WHAT YOU NEED TO DO =
Reproduce the entries exactly.

DATASET CONTENT =
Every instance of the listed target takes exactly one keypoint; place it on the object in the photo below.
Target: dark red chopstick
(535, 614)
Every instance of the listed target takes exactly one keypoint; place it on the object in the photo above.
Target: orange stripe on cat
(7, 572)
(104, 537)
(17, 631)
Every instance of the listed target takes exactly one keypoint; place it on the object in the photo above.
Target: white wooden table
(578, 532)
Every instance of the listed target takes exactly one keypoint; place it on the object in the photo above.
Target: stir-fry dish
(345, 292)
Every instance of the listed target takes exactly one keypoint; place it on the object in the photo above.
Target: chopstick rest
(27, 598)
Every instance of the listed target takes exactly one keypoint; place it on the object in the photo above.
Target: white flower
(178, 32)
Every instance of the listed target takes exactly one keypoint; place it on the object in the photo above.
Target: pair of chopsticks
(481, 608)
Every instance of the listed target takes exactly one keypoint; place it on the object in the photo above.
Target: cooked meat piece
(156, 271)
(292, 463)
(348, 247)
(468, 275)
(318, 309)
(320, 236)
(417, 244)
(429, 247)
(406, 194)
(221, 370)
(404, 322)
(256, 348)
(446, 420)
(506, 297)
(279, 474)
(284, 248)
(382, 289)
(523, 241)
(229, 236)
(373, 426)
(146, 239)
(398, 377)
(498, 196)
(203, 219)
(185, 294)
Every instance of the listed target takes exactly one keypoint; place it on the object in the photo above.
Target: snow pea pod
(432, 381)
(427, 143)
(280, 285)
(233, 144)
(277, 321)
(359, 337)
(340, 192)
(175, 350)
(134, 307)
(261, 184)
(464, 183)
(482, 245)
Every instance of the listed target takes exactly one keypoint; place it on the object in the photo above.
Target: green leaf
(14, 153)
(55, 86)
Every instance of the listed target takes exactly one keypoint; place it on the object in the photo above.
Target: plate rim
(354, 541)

TASK RESULT =
Every instance of the listed target takes exactly one keypoint; place it on the object in the photo below.
Target: dark red chopstick
(535, 614)
Every instance of the listed target takes exactly one keypoint; place it on the object in the photo above.
Target: orange stripe on cat
(7, 572)
(104, 537)
(17, 631)
Every instance of the listed target takes exactly one keypoint; place it on the object in the photo above.
Target: white wooden table
(578, 532)
Every instance of the listed target takes exactly one keypoint; place it on the object in the photo above.
Target: stir-fry dish
(345, 292)
Every instance of the listed target takes exactly one keypoint; place it on the object in the photo above.
Target: chopstick rest
(27, 598)
Every instance of the listed target takes exactly one keypoint; place it on the object in the photo above.
Target: white flower
(178, 32)
Every instance of the listed target takes exactly one keypoint; place it on the object in the photo above.
Target: pair of chopsticks
(481, 608)
Every instance of the listed target takes exactly one keypoint; place it on the object in the photo above.
Target: cooked meat piece
(156, 271)
(292, 463)
(348, 247)
(468, 275)
(318, 309)
(320, 236)
(417, 244)
(429, 247)
(406, 194)
(221, 370)
(404, 322)
(256, 348)
(446, 420)
(506, 297)
(279, 474)
(284, 248)
(382, 289)
(523, 241)
(229, 236)
(373, 426)
(146, 239)
(398, 377)
(498, 196)
(203, 219)
(185, 294)
Every instance of the listed target takes exactly one keypoint; place it on the object in the photo above.
Target: snow pea pod
(432, 381)
(427, 143)
(280, 285)
(233, 144)
(277, 321)
(359, 337)
(340, 192)
(175, 350)
(134, 307)
(261, 184)
(464, 183)
(482, 245)
Every instance of the listed target takes exactly one keypoint; place it on the object in the photo above.
Target: green leaf
(14, 153)
(55, 86)
Every instance of the listed target takes exactly one keypoint; place it on the object in the photo above.
Target: plate rim
(354, 541)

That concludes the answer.